Document segment:
Looming behind her was the back-lined setup for the Violent Femmes: the usual gear plus a marimba, gong, charcoal grill and the largest saxophone that most everyone in the crowd had ever seen, measuring over six feet tall.
Everyone waited anxiously with Mendoza’s haunting songs to see what the iconic headliners had in store for the first performance of their tour. Those fans included many young, local musicians, along with longtime fans who have grown up alongside Gordon Gano and Brian Ritchie of the Violent Femmes.
One in particular, Cam Frank (Andrew Starr and the Hobo Scene, Ape Not Kill Ape), has an intimate relationship to the band’s music.
“Last weekend, my girlfriend and I very impulsively bought tickets to the show. We’ve been pretty into the Violent Femmes since high school and had joint custody of this greatest hits CD of theirs,” said Frank, who’s inspired by the musicianship of the band.
“The bass player (Brian Ritchie) is an incredible a big influence on my bass playing. He has some very unique licks and has a nice folk/Americana touch to his playing.”
The Violent Femmes took the stage very modestly, in single file: original members Gordon Gano (guitar, vocals) and Brian Ritchie (bass guitar) along with new percussionist John Sparrow, and long-time touring band members Blaise Garza (tenor saxophone, contrabass saxophone) and Todd Joseph (trumpet, bass, guitar).
The set began with a mix of songs from their early albums and their latest studio release, 2016’s “We Can Do Anything,” including “Memory” and “Country Death Song.”
The Femmes exposed their darker side with “Country Death Song,” in which Gordon Gano’s lyrics tell the story of a man who pushes his daughter down a well because of poverty and desperation of failing to provide for his family. Surprisingly, the crowd erupted with voices calling out every word as feet shuffled and heads bobbed to the driving tune.

Tasks for this exercise:
• a. Retype the passage of the Violent Femmes concert review from "Everyone waited anxiously" up to and including "of the band.".
• b. Write a continuation of the Violent Femmes concert review that picks up after its final sentence.

Record list:
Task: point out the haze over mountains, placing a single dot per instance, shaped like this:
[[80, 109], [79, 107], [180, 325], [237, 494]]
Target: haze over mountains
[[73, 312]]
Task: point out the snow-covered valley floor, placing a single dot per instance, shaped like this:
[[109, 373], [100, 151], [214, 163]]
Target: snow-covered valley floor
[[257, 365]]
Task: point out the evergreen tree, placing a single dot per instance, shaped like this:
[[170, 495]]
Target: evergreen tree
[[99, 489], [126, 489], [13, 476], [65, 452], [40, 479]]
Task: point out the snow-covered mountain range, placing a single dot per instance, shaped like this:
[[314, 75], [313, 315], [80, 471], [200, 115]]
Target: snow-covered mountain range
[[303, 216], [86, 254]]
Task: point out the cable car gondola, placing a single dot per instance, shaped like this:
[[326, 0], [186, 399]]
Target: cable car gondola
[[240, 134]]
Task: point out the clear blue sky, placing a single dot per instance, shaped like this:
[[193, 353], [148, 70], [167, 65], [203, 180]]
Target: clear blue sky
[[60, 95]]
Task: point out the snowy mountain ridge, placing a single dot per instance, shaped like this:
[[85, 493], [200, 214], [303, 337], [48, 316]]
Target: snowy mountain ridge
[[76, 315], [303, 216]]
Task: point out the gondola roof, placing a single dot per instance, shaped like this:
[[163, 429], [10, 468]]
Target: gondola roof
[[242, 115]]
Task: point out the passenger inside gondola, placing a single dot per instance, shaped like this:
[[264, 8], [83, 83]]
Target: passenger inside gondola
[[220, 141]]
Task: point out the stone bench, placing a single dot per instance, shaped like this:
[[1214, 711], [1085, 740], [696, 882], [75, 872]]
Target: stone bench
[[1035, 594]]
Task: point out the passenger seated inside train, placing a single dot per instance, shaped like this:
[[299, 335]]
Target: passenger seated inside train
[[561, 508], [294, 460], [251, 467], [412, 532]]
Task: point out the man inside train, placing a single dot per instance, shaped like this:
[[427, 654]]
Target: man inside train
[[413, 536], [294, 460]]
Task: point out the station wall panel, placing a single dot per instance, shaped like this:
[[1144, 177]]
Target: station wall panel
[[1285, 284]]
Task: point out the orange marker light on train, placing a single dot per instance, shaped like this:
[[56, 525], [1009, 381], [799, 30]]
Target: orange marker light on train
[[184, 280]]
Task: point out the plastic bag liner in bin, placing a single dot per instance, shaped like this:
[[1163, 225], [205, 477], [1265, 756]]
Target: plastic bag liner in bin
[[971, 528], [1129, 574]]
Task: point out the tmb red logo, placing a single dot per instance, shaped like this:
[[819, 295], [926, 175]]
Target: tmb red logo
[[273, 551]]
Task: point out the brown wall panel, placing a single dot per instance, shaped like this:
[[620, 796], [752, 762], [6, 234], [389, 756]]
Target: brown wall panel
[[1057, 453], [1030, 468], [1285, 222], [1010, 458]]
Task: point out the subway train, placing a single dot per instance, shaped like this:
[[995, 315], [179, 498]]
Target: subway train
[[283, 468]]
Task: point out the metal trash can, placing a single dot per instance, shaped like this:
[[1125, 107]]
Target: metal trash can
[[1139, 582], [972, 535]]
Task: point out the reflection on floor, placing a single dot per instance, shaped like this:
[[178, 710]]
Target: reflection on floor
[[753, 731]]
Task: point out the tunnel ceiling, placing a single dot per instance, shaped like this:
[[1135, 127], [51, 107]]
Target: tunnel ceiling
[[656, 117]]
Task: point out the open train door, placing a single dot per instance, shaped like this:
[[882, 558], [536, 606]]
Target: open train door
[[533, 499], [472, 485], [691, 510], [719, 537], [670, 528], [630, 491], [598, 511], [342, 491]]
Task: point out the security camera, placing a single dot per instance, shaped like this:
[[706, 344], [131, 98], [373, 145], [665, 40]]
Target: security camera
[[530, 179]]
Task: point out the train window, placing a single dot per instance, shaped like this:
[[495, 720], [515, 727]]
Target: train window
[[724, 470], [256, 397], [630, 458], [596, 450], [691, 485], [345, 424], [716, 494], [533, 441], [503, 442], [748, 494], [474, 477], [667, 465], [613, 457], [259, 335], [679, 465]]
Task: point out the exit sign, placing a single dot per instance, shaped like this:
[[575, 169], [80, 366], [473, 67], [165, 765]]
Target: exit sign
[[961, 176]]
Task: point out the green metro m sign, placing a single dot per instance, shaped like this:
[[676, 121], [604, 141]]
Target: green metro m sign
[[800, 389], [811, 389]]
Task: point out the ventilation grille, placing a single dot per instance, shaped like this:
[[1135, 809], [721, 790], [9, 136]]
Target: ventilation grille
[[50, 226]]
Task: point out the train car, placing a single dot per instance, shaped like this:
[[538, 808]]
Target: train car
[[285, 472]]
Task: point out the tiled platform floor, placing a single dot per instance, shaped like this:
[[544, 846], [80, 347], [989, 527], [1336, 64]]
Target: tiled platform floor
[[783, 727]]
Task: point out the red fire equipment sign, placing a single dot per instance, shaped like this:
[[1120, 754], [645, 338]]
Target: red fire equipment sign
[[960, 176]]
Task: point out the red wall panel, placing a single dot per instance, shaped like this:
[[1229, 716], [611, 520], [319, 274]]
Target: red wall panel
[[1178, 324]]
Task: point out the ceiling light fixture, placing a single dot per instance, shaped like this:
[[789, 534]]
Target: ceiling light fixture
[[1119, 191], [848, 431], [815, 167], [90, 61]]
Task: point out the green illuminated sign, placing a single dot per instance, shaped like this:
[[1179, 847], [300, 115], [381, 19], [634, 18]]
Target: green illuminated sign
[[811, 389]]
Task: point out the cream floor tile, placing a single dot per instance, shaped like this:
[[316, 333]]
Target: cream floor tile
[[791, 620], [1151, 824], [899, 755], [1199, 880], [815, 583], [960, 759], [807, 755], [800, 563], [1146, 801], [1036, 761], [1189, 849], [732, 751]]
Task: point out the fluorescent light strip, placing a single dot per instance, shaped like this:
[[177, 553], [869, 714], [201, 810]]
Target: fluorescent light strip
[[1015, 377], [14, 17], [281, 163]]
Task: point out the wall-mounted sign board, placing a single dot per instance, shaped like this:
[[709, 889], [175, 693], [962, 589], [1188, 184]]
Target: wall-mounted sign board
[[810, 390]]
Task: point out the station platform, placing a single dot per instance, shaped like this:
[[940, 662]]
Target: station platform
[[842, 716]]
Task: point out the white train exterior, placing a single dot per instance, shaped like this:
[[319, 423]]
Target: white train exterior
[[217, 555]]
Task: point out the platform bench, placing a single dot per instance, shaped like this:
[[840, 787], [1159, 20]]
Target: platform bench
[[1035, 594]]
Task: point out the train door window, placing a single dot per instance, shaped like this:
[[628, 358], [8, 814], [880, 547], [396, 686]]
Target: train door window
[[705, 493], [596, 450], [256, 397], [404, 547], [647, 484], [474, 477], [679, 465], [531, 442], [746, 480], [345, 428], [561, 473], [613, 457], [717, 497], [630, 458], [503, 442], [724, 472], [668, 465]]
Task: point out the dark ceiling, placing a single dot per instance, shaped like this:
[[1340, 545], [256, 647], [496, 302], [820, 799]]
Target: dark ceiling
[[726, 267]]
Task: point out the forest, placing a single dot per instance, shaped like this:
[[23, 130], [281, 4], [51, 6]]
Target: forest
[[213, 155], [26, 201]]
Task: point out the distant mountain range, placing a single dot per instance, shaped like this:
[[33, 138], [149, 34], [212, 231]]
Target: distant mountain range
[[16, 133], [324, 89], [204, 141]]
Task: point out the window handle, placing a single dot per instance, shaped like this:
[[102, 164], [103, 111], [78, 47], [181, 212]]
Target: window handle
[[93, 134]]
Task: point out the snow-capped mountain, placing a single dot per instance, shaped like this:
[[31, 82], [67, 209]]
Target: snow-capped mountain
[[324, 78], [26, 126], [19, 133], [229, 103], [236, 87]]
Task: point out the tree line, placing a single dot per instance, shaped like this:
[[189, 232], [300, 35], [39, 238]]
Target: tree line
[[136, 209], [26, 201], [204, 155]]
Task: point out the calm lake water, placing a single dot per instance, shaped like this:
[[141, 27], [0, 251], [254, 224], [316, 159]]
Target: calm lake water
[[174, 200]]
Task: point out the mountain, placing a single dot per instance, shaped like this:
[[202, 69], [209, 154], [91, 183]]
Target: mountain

Exercise results:
• a.
Everyone waited anxiously with Mendoza’s haunting songs to see what the iconic headliners had in store for the first performance of their tour. Those fans included many young, local musicians, along with longtime fans who have grown up alongside Gordon Gano and Brian Ritchie of the Violent Femmes.
One in particular, Cam Frank (Andrew Starr and the Hobo Scene, Ape Not Kill Ape), has an intimate relationship to the band’s music.
“Last weekend, my girlfriend and I very impulsively bought tickets to the show. We’ve been pretty into the Violent Femmes since high school and had joint custody of this greatest hits CD of theirs,” said Frank, who’s inspired by the musicianship of the band.

• b.
‘AN ORCHESTRATED AND SENSATIONAL JAM SESSION’
In contrast, “I Could Be Anything,” played later in the set, could be characterized as the “go get a soda” song of the set. Although the band played it with a lot of energy, the lyrics were too goofy, the song was too new, and the riffs were too generic to capture most of the audience.
Afterward Brian Ritchie announced that the band’s new live recording was released Friday and he asked someone to pass a copy of the record to him from across the venue, saying “I think this is the first time any of us [the band] have seen this.” Gano chimed in, “I’m tempted to go back and see what tracks are on it,” and expressing some anxiety over the producers selecting tracks that he did not want on the record.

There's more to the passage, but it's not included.